───── MATERIAL TO PROCESS
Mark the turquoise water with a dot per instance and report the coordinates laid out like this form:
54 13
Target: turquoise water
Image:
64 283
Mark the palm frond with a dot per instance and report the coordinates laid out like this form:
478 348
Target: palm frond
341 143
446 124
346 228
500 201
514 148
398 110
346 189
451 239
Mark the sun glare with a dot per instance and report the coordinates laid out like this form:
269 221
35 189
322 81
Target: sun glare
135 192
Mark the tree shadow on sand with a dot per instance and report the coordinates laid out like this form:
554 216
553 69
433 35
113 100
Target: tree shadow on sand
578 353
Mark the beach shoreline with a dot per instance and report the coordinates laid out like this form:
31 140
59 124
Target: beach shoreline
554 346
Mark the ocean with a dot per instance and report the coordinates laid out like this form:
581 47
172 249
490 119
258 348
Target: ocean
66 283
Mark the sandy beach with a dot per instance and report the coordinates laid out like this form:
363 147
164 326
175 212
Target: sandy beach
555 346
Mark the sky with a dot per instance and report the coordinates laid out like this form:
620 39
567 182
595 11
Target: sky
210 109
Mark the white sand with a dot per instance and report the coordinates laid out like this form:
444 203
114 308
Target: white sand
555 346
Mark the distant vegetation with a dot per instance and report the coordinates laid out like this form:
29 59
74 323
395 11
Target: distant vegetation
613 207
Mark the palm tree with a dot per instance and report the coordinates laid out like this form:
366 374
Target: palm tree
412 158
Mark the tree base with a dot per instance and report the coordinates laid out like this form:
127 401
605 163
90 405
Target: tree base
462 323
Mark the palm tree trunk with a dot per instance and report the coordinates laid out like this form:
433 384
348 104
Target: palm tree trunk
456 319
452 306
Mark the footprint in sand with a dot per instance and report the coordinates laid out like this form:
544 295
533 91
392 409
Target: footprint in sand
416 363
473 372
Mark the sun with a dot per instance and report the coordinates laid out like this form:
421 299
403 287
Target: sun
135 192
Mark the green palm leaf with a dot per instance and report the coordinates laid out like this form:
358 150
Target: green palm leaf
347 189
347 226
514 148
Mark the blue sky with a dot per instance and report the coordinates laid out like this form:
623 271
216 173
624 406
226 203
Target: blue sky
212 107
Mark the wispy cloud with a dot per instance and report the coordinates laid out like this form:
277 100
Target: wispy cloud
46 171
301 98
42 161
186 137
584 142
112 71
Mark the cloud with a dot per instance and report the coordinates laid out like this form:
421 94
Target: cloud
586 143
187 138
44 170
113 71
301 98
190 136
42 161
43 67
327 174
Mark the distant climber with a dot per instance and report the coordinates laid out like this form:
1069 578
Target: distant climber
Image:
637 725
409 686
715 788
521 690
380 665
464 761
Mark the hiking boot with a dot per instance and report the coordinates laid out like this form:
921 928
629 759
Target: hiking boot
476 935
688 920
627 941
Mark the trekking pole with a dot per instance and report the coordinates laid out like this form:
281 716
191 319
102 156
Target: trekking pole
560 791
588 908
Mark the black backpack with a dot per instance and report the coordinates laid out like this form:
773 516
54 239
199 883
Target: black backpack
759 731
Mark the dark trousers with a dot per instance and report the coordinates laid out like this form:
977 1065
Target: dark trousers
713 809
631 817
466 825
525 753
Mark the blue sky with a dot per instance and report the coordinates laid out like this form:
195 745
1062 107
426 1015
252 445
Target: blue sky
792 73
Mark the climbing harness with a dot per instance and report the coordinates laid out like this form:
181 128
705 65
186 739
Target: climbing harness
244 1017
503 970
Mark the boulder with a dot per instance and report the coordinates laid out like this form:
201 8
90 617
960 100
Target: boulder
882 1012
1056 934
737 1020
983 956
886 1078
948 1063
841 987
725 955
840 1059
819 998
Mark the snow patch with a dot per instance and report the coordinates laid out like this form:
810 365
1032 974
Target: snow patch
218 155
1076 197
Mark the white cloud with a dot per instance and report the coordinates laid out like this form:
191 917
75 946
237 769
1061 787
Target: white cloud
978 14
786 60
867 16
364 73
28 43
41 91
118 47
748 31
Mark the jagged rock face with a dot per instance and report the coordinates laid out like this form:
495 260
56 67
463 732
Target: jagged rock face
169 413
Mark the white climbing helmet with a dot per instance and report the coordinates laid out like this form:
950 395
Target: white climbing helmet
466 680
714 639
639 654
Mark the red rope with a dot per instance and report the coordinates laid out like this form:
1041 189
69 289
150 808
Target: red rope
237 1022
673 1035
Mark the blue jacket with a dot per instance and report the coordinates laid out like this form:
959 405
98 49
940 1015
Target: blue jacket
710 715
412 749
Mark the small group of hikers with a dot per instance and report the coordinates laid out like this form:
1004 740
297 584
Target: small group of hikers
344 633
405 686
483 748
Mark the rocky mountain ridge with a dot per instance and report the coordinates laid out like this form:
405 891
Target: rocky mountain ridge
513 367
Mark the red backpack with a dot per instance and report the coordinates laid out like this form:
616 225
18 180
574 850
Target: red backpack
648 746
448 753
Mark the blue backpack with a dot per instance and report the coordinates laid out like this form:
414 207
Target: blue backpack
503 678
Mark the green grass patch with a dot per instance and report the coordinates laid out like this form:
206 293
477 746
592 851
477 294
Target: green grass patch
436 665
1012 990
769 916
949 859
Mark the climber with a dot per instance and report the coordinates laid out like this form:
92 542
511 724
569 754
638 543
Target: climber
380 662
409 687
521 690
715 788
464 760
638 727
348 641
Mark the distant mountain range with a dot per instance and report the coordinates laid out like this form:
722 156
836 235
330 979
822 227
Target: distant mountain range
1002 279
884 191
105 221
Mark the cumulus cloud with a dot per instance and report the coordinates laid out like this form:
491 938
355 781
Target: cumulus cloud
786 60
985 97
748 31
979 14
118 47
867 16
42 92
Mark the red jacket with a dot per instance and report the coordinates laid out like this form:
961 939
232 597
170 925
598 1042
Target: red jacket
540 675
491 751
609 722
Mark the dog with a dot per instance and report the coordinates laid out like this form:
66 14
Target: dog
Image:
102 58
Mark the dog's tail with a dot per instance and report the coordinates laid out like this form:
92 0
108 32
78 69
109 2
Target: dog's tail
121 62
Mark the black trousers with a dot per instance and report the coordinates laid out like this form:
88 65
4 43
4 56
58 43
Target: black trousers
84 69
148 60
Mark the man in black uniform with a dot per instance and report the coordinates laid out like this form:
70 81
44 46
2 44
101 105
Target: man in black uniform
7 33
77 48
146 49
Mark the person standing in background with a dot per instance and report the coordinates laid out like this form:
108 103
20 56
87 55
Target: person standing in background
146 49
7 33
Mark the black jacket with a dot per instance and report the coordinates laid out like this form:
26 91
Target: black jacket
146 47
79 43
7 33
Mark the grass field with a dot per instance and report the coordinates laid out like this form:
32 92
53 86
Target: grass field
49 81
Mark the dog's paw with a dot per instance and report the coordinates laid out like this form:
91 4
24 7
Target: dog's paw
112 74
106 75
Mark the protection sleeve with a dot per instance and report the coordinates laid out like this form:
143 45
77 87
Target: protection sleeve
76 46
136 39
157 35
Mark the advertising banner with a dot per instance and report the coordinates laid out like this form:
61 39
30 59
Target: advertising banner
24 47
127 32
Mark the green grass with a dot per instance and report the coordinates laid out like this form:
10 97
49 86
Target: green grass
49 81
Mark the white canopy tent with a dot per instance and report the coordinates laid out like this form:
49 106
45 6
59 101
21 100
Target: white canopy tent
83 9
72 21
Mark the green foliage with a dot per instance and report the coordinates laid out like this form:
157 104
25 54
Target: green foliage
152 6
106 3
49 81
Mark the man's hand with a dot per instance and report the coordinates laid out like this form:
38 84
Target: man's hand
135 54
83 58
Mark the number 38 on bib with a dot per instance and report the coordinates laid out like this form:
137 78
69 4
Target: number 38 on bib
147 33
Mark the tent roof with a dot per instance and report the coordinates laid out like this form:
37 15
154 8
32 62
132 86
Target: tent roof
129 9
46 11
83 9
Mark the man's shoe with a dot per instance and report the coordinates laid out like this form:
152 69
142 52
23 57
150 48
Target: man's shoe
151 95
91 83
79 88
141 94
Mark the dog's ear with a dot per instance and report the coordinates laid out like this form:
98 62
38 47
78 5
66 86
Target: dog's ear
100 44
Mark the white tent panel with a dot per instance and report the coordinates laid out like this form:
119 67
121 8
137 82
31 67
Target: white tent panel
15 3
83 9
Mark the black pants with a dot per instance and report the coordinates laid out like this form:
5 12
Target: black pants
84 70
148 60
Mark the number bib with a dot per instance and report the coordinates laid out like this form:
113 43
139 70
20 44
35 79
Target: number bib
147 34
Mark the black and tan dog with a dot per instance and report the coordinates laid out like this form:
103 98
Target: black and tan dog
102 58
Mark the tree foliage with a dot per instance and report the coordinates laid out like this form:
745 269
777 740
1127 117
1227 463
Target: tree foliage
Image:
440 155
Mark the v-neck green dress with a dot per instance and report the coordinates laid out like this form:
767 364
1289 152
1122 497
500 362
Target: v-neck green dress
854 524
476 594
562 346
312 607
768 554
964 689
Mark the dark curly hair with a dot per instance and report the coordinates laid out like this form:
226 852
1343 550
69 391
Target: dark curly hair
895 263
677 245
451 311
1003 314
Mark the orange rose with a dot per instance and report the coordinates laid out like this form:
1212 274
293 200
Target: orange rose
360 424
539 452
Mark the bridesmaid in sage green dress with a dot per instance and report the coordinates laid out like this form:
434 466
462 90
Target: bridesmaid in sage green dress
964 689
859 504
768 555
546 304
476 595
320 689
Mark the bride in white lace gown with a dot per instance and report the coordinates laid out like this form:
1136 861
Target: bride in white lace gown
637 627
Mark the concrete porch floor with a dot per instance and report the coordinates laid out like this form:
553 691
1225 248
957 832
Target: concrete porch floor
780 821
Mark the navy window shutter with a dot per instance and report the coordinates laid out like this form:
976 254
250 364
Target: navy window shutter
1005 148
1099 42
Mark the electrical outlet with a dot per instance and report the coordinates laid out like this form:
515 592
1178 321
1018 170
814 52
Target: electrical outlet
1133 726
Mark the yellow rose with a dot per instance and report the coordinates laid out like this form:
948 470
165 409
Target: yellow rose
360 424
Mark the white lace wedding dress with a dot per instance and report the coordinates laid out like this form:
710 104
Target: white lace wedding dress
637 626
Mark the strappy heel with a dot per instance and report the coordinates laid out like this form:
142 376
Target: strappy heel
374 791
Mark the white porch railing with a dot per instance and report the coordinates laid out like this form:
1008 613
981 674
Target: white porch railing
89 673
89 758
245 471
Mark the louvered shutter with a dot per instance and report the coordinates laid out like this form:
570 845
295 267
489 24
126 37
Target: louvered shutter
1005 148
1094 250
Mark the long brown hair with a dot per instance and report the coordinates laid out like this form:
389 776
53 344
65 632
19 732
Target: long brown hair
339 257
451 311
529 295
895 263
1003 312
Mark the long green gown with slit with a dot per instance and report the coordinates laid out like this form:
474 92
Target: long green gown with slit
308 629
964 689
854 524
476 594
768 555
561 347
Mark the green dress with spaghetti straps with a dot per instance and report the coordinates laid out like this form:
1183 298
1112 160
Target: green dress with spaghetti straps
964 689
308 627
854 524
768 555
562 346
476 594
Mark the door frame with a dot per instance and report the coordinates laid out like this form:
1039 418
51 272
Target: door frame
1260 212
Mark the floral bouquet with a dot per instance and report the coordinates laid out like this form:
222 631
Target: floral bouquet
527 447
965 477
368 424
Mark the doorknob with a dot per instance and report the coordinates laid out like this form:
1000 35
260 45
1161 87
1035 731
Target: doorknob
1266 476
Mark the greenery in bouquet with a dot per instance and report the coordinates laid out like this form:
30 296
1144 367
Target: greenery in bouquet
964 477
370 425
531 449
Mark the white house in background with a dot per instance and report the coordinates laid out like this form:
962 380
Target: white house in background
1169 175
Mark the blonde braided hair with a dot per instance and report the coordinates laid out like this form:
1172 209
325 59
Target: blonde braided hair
──────────
Give the number of lines in the data that contain the word "blonde", and add no other text.

2